WHAT IS ASKED
1. Using the rocking chair thread, state for each of the following whether it agrees with the text, answering yes or no and quoting the deciding words: (a) the chair is moved by a wiper motor; (b) the motor runs on 12 volts; (c) the chair sits on a board because it will be placed on a sloping driveway.
2. According to the rocking chair thread, what does Otaku intend to buy at the thrift store?

TEXT SHOWN
# Miss Thrifty's new rocking chair



## Otaku (Dec 3, 2004)

Hi all,
I got the wiper motor installed on Miss Thrifty's rocking chair last week. She's not quite finished - I need to make a new voice track for her and she needs some new shoes. She'll be sitting at the end of the driveway to greet the TOTs this year. Here's a short video:

MOV06407.flv video by Otaku1031 - [email protected]@[email protected]@http://vid73.photobucket.com/player.swf?file=http://vid73.photobucket.com/albums/i231/Otaku1031/[email protected]@[email protected]@[email protected]@[email protected]@[email protected]@[email protected]@i231/Otaku1031/MOV06407


----------



## Lady Nyxie (Aug 30, 2006)

Nice job.


----------



## Bloodhound (Oct 16, 2007)

That's great! I like your idea of putting her at the end of the driveway to greet the TOTs.


----------



## midnight_moon (Apr 28, 2008)

Very nice job!
So many ideas........So little time...


----------



## HalloweenZombie (Jul 22, 2007)

That looks really cool! I especially like the way her feet touch the ground when the rocker moves forward. It looks like she is pushing off when the rocker moves back. It's as if you got some extra animation out of it.


----------



## scream1973 (Dec 23, 2007)

Thats running nice and slow .. 5 Volts?


----------



## Sickie Ickie (Jun 20, 2006)

HalloweenZombie said:


> That looks really cool! I especially like the way her feet touch the ground when the rocker moves forward. It looks like she is pushing off when the rocker moves back. It's as if you got some extra animation out of it.


I had the same thought. nice job in animation. My 3 yr old loved it!


----------



## Lilly (Jun 13, 2006)

Great Job Otaku
Yeah her feet make it look like she's doing it.


----------



## tonguesandwich (Oct 13, 2006)

Nice job!


----------



## slightlymad (May 25, 2006)

Nice work


----------



## beelce (Jul 21, 2007)

Great job Otaku...I do like the foot action


----------



## Haunted Bayou (Feb 16, 2007)

Way cool!


----------



## Otaku (Dec 3, 2004)

Thanks, everyone. I'm having a lot of fun with this prop.

Scream - yes, it's running on 5VDC on the slow setting. The reason it's on a board is that it will be sitting on a sloping driveway and the chair creeps around if it's not fairly level. I'll post another vid when I get the voice track running. I got lucky with the foot action - her legs are just the right length. I'm going to the thrift store soon to get a pair of Mary Janes and some socks to keep her feet warm. I guess I'll have to take one of her legs with me so I get the right size.


----------



## scareme (Aug 29, 2006)

Great looking prop. And the Mary Janes will be the perfect touch. I can just see you shopping with a skeleton leg. LOL


----------



## Sickie Ickie (Jun 20, 2006)

beelce said:


> Great job Otaku...I do like the foot action


No comment. LOL


----------



## GothicCandle (Mar 26, 2007)

awesome prop!!! Man, the thought of someone running around the store with a skelly leg and asking where the shoe section is is just great! LOL


----------



## Ghostess (Aug 21, 2005)

Love her! I agree with everyone about the foot movement... nice!


----------



## slimy (Jul 12, 2006)

Good job, O!


----------



## mymania (Jun 12, 2007)

Awesome! I was trying to decide what to do with my latest wiper motor....wonder if I should do this


----------

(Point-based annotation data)
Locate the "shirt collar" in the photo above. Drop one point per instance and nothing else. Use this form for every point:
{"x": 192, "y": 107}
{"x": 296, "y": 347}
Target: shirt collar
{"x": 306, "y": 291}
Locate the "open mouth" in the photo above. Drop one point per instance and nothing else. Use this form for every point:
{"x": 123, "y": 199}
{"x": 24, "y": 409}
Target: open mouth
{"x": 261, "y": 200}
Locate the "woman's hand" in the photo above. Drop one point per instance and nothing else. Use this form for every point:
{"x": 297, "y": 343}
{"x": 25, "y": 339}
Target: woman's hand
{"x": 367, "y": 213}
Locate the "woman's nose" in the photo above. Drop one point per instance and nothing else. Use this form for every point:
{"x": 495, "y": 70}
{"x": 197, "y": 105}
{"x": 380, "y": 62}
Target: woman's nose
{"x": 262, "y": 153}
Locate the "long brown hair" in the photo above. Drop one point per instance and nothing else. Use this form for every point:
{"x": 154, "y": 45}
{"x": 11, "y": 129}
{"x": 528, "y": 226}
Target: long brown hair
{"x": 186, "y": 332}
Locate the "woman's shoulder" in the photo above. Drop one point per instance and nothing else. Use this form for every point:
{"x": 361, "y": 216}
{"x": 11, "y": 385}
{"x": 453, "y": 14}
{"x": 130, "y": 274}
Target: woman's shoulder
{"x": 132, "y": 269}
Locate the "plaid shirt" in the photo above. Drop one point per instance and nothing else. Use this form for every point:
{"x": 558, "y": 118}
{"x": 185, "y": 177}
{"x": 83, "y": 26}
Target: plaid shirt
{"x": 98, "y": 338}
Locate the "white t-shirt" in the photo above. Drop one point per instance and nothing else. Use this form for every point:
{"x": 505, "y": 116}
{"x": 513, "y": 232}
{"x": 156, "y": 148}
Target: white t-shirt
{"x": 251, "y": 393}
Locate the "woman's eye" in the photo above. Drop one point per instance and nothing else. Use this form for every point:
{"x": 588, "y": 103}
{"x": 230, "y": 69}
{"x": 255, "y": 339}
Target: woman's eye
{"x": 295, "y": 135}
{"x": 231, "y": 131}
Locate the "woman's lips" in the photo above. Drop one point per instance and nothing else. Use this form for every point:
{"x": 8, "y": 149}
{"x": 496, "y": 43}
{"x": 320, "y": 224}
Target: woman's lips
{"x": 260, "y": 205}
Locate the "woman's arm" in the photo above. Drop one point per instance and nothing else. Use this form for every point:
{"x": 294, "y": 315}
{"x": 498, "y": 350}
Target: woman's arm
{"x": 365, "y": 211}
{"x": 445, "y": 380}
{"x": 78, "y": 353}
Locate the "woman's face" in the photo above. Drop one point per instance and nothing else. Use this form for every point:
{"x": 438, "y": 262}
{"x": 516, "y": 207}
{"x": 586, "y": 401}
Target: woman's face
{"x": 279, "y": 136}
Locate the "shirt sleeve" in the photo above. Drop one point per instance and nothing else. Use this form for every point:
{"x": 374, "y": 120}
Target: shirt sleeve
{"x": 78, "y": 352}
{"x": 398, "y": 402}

EXPECTED RESULTS
1.
(a) Yes: "I got the wiper motor installed on Miss Thrifty's rocking chair last week."
(b) No: "yes, it's running on 5VDC on the slow setting."
(c) Yes: "The reason it's on a board is that it will be sitting on a sloping driveway and the chair creeps around if it's not fairly level."

2. A pair of Mary Janes and some socks.